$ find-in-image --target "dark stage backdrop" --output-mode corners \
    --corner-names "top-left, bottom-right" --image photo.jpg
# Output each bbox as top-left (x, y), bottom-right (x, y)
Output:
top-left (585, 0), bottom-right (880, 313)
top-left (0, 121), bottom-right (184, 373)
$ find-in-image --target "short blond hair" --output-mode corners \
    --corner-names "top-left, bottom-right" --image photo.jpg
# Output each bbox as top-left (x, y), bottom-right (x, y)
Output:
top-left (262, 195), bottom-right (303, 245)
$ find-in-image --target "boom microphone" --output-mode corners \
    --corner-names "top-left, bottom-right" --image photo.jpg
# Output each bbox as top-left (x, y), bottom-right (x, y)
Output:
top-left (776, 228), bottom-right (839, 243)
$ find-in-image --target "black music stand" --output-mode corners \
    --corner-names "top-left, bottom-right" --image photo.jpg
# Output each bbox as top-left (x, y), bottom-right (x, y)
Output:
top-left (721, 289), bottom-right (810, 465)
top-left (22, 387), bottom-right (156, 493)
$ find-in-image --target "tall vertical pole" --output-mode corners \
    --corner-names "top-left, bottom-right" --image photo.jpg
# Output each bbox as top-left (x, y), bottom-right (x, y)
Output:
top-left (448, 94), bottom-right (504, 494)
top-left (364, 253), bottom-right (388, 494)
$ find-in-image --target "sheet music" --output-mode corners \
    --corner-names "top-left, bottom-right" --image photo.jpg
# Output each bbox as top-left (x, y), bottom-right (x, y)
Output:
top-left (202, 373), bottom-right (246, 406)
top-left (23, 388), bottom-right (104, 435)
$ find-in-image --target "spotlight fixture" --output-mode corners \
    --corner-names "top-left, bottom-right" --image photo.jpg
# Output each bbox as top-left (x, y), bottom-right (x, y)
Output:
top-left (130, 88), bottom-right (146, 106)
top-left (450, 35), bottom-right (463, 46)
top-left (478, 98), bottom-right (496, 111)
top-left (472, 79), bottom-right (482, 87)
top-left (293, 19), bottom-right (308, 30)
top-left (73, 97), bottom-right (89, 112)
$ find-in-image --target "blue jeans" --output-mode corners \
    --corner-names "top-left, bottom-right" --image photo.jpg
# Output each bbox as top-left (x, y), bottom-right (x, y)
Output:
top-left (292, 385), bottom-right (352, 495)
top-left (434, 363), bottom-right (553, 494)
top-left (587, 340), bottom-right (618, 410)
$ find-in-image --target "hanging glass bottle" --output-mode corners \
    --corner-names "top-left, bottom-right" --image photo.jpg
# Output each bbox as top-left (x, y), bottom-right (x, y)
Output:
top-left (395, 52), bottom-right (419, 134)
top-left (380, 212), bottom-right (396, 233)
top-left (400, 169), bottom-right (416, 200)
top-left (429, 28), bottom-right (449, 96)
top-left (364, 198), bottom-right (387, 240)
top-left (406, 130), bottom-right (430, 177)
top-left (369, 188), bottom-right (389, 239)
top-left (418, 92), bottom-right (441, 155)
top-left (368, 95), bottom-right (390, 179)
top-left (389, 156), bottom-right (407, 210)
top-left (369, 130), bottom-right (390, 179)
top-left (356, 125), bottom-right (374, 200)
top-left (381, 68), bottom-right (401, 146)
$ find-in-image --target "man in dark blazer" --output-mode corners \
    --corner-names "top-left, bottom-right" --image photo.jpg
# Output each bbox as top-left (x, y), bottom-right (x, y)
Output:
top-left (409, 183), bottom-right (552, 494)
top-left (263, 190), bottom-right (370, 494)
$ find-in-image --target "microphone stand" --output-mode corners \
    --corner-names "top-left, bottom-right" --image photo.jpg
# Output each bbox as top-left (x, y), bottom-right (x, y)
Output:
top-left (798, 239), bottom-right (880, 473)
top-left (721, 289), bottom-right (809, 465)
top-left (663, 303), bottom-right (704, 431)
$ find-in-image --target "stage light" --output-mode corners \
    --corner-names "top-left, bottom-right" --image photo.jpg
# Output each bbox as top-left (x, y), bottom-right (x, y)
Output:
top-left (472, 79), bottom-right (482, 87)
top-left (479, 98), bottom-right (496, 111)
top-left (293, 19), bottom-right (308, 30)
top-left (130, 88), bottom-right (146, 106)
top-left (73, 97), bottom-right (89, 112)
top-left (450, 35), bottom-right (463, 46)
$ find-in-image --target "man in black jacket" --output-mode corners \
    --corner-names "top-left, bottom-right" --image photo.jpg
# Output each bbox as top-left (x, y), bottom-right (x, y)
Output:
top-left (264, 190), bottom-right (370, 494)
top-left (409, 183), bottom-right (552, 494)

GOAL OF THE EXERCISE: All of the entries must be quoted exactly; please include each one.

ANSWER SPACE:
$ find-in-image --target "dark stage backdrop" --output-mode corners \
    --corner-names "top-left, bottom-right" --image photo.jpg
# Output each bbox as top-left (x, y), bottom-right (x, y)
Output:
top-left (585, 0), bottom-right (880, 313)
top-left (0, 121), bottom-right (184, 373)
$ find-in-image --target "short blond hair" --output-mode corners \
    --corner-names "top-left, bottom-right" --image photo.jpg
# Output each bbox as top-left (x, y), bottom-right (x, y)
Output:
top-left (262, 195), bottom-right (303, 245)
$ find-in-image --target "boom microphone" --output-mode corners \
    --corner-names "top-left, bottom-right" --image photo.jpg
# Output each bbox as top-left (x, y), bottom-right (x, y)
Output:
top-left (776, 228), bottom-right (839, 243)
$ find-in-image --target "black music stand" --output-mode corners \
    --corner-names "top-left, bottom-right" --image photo.jpg
# Output each bbox as top-left (x, y), bottom-right (x, y)
Output:
top-left (721, 289), bottom-right (810, 465)
top-left (22, 387), bottom-right (156, 493)
$ find-in-image --target "tall vertical pole" --output-mode corners \
    --corner-names "top-left, bottom-right" --image photo.jpg
# Output each bbox as top-left (x, y), bottom-right (x, y)
Output:
top-left (448, 94), bottom-right (504, 494)
top-left (364, 253), bottom-right (388, 494)
$ find-in-image --target "sheet music" --output-mode corners \
    --corner-names "top-left, bottom-right" --image photo.jpg
# Output each bbox as top-left (x, y), bottom-right (x, y)
Output:
top-left (202, 373), bottom-right (246, 406)
top-left (23, 388), bottom-right (104, 435)
$ find-in-image --target "spotlight fixture" --output-mode corners \
    --corner-names "top-left, bottom-right" --image photo.jpg
# Output each bbox as top-left (x, y), bottom-right (x, y)
Output:
top-left (130, 88), bottom-right (146, 106)
top-left (450, 35), bottom-right (463, 46)
top-left (478, 98), bottom-right (496, 111)
top-left (472, 79), bottom-right (482, 87)
top-left (293, 19), bottom-right (308, 30)
top-left (73, 97), bottom-right (89, 112)
$ find-in-image --target "blue jeans" --output-mode corners \
    --corner-names "top-left, bottom-right" --image photo.jpg
# Output each bbox as top-left (x, y), bottom-right (x, y)
Output:
top-left (292, 385), bottom-right (352, 495)
top-left (434, 363), bottom-right (553, 494)
top-left (587, 340), bottom-right (618, 410)
$ find-in-image --target "hanging glass bottle" --output-mode corners \
    --corner-names "top-left, bottom-right" --image photo.jpg
# Output each bbox as top-left (x, y), bottom-right (x, y)
Output:
top-left (395, 52), bottom-right (419, 134)
top-left (380, 212), bottom-right (396, 233)
top-left (400, 169), bottom-right (416, 200)
top-left (429, 28), bottom-right (449, 96)
top-left (364, 198), bottom-right (387, 240)
top-left (406, 130), bottom-right (430, 177)
top-left (369, 188), bottom-right (389, 239)
top-left (418, 92), bottom-right (441, 155)
top-left (368, 95), bottom-right (390, 179)
top-left (389, 156), bottom-right (407, 210)
top-left (369, 130), bottom-right (390, 179)
top-left (356, 125), bottom-right (374, 200)
top-left (381, 68), bottom-right (401, 146)
$ find-in-image --target "man in dark blazer" --output-mode corners \
    --corner-names "top-left, bottom-right" --image photo.jpg
# Output each bbox as top-left (x, y), bottom-right (x, y)
Output:
top-left (409, 183), bottom-right (552, 494)
top-left (263, 190), bottom-right (370, 494)
$ find-in-image --target "microphone stand" --output-mode corners \
    --corner-names "top-left, bottom-right" --image photo.jpg
# Output each bbox as top-left (x, y), bottom-right (x, y)
Output:
top-left (798, 239), bottom-right (880, 473)
top-left (721, 289), bottom-right (809, 465)
top-left (663, 303), bottom-right (704, 431)
$ find-in-image --target "stage light" --output-mode corners \
    --corner-names "top-left, bottom-right" --image photo.jpg
# Output each bbox as top-left (x, y), bottom-right (x, y)
Output:
top-left (472, 79), bottom-right (482, 87)
top-left (479, 98), bottom-right (496, 111)
top-left (293, 19), bottom-right (308, 30)
top-left (130, 88), bottom-right (146, 106)
top-left (73, 97), bottom-right (89, 112)
top-left (450, 35), bottom-right (463, 46)
$ find-in-image --target "man in black jacket" --output-mode corners \
    --corner-names "top-left, bottom-right" --image photo.jpg
# Output each bbox as top-left (x, y), bottom-right (x, y)
Output:
top-left (264, 190), bottom-right (370, 494)
top-left (409, 183), bottom-right (552, 494)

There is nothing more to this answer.